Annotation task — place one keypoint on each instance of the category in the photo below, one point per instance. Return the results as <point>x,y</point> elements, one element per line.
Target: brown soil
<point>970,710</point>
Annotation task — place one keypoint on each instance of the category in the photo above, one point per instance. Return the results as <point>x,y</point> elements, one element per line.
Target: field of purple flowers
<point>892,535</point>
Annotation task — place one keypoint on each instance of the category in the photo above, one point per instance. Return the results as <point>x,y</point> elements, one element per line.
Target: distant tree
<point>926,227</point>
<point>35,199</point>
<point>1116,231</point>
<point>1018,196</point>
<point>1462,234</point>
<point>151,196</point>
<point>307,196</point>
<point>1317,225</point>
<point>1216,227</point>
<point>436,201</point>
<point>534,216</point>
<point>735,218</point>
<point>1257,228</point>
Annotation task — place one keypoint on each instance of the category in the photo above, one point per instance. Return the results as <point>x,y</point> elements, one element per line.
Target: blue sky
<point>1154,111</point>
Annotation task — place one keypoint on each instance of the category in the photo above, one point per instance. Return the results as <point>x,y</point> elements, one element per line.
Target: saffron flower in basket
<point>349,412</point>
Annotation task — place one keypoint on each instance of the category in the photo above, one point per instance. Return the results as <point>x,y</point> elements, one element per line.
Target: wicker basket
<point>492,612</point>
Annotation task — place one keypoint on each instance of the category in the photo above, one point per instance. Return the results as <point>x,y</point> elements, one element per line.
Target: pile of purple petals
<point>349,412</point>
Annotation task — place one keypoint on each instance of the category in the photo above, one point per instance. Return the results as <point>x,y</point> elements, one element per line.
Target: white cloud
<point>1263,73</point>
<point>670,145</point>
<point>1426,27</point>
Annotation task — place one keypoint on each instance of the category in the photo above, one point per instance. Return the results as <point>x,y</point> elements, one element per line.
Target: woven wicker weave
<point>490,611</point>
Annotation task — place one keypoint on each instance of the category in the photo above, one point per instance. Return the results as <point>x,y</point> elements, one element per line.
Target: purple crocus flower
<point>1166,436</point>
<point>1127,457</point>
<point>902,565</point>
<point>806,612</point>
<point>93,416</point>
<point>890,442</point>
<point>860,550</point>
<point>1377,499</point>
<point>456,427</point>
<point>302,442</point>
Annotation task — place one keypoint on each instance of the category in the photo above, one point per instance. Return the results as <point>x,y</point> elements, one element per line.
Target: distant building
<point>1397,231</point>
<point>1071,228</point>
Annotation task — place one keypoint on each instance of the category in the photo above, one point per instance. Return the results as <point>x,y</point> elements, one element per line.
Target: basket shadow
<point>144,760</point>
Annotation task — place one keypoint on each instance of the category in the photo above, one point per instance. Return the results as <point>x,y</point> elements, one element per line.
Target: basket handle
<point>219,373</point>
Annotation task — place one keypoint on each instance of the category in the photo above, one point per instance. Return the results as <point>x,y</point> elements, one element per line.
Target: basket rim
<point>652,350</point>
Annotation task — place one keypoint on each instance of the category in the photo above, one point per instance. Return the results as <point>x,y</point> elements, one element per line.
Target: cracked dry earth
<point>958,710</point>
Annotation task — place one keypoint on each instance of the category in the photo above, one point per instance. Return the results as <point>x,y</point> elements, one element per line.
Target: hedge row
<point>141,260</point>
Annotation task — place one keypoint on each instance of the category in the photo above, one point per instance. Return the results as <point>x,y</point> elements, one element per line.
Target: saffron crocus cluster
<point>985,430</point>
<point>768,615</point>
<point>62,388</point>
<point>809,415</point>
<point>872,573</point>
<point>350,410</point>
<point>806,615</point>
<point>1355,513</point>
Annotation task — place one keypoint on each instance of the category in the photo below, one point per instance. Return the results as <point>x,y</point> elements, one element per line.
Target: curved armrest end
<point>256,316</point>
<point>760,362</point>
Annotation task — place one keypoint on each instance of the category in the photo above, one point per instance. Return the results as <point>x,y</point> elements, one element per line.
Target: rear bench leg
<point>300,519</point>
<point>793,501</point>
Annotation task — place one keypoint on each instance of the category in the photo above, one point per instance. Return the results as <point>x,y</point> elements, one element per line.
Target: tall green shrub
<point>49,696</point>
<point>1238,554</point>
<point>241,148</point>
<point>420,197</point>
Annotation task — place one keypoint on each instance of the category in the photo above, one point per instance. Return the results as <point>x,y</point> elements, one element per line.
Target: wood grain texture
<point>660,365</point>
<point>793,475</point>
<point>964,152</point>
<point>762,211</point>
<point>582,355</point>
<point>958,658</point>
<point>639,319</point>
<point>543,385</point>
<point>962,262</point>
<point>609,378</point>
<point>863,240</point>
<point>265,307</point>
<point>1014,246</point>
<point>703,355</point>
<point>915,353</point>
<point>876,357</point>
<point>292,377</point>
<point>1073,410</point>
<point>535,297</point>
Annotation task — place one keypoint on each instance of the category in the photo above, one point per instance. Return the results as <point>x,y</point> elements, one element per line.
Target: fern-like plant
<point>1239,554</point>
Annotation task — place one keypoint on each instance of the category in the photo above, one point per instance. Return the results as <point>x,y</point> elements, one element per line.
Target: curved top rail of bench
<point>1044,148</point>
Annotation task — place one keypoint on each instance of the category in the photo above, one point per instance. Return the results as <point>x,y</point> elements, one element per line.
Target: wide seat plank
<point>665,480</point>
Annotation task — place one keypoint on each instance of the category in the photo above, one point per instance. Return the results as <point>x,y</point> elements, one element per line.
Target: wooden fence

WORK TO COMPLETE:
Each record above must be output without any alteration.

WRITTEN ANSWER:
Annotation task — place one keypoint on each instance of the category in the photo below, one point per instance. Return the results as <point>x,y</point> elements, one element per line.
Target: brown soil
<point>970,710</point>
Annotation task — place one keypoint on each instance of the category in the photo above, one point per instance. Return the results as <point>x,y</point> elements, one element per line.
Target: field of purple flowers
<point>892,535</point>
Annotation task — place one keypoint on each instance of the category in the photo above, one point per instance. Return the results as <point>x,y</point> elements, one element per line.
Target: distant tree
<point>926,227</point>
<point>35,199</point>
<point>1116,231</point>
<point>1018,196</point>
<point>1462,234</point>
<point>151,196</point>
<point>307,196</point>
<point>1317,225</point>
<point>1216,227</point>
<point>436,201</point>
<point>534,216</point>
<point>735,218</point>
<point>1257,228</point>
Annotation task — place one keypoint on each instance of the category in the photo above, one point per instance. Return the results as <point>x,y</point> elements, one element per line.
Target: blue sky
<point>1154,111</point>
Annotation task — place one keypoint on each instance of the category in the photo above, one point per instance. Return the results as <point>x,y</point> elements, one element per line.
Target: saffron flower in basket
<point>349,412</point>
Annotation task — place one keypoint on each instance of the category in the photo above, one point per instance. Return the results as <point>x,y</point> elements, one element per line.
Target: wicker basket
<point>492,612</point>
Annotation task — place one keypoint on each instance of the category in the photo above, one point per instance. Return the results as <point>x,y</point> elements, one element per line.
Target: pile of purple petals
<point>349,412</point>
Annotation task — place one keypoint on each instance of the category in the photo above, one point per instance. Return the results as <point>x,y</point> elements, one element per line.
Target: white cloud
<point>1263,73</point>
<point>670,145</point>
<point>1426,27</point>
Annotation task — place one keypoint on each instance of the category in the photo above, one point per instance. Return the results as <point>x,y</point> elements, one element per line.
Target: woven wicker weave
<point>490,611</point>
Annotation task — place one keypoint on each instance of the category in the photo above, one point per instance. Return the results as <point>x,y</point> elements, one element per line.
Target: purple crocus flower
<point>1166,436</point>
<point>1127,457</point>
<point>902,565</point>
<point>806,612</point>
<point>93,416</point>
<point>890,442</point>
<point>860,550</point>
<point>1377,499</point>
<point>456,427</point>
<point>302,442</point>
Annotation task — place one keypoint on each instance of the category in the photo above, one point per instance. Return the results as <point>x,y</point> elements, one element per line.
Target: distant building
<point>1397,231</point>
<point>1071,228</point>
Annotation task — place one keypoint on each instance of the category in the photo above, one point per instance. Return the results as <point>x,y</point> elements, one element per line.
Target: basket shadow
<point>144,760</point>
Annotation task — place one keypoint on each instance of the category in the photo above, one point per instance. Return the results as <point>x,y</point> elements, one element per line.
Target: basket handle
<point>219,373</point>
Annotation task — place one keypoint on each instance of the category in the photo above, one point per instance. Return the results as <point>x,y</point> elements, one element per line.
Target: basket rim
<point>652,350</point>
Annotation task — place one keypoint on each instance of the category in the photo above, one point per instance. Return the results as <point>x,y</point> elements, one element per line.
Target: cracked dry earth
<point>958,710</point>
Annotation task — place one keypoint on each instance of the category in the photo above, one point per instance. Return the results as <point>x,y</point> elements, one element per line.
Target: hedge row
<point>141,260</point>
Annotation task — place one keypoint on each instance of the category in the photo above, one point per instance. Return the results as <point>x,y</point> elements, one element per line.
Target: saffron crocus cluster
<point>985,430</point>
<point>768,615</point>
<point>62,388</point>
<point>809,415</point>
<point>872,573</point>
<point>350,410</point>
<point>806,615</point>
<point>1355,513</point>
Annotation task — place one keypoint on each instance of the category in the photo below, one point per instance. Return the results as <point>x,y</point> elements, one element per line.
Target: curved armrest end
<point>256,316</point>
<point>760,362</point>
Annotation task — place one keypoint on each instance of the category in the photo above, one point per instance. Return the results as <point>x,y</point> elements, one element per line.
Target: rear bench leg
<point>300,519</point>
<point>793,501</point>
Annotation task — place one keypoint on each instance of the category in the photo above, one point per instance. Return the results as <point>x,y</point> elements, one element per line.
Target: tall green shrub
<point>49,696</point>
<point>1238,554</point>
<point>241,148</point>
<point>420,197</point>
Annotation task — place one keypoint on each instance of the category in the photo above, one point per instance. Return the results as <point>x,y</point> elements, one element per line.
Target: wood grain texture
<point>660,365</point>
<point>793,475</point>
<point>964,152</point>
<point>762,211</point>
<point>582,355</point>
<point>958,658</point>
<point>639,319</point>
<point>543,385</point>
<point>962,262</point>
<point>609,378</point>
<point>863,240</point>
<point>265,307</point>
<point>1014,246</point>
<point>703,355</point>
<point>915,353</point>
<point>876,357</point>
<point>292,377</point>
<point>1073,410</point>
<point>535,297</point>
Annotation task — place one keypoint on each instance of the category in the photo above, one point per instance. Return the results as <point>x,y</point> elements, one element per line.
Target: fern-like plant
<point>1239,554</point>
Annotation task — place one keypoint on each instance of the category in the photo above, one point per instance. Return the results as <point>x,y</point> elements, one element per line.
Target: curved top rail of bench
<point>1044,148</point>
Annotation task — place one keypoint on each instance of the category in the photo above, one point per instance. Return the results as <point>x,y</point> elements, one element per line.
Target: wide seat plank
<point>665,480</point>
Annotation task — place one keypoint on each instance of the category in the photo above, one point per instance. Return the results as <point>x,y</point> elements, one element per line.
Target: wooden fence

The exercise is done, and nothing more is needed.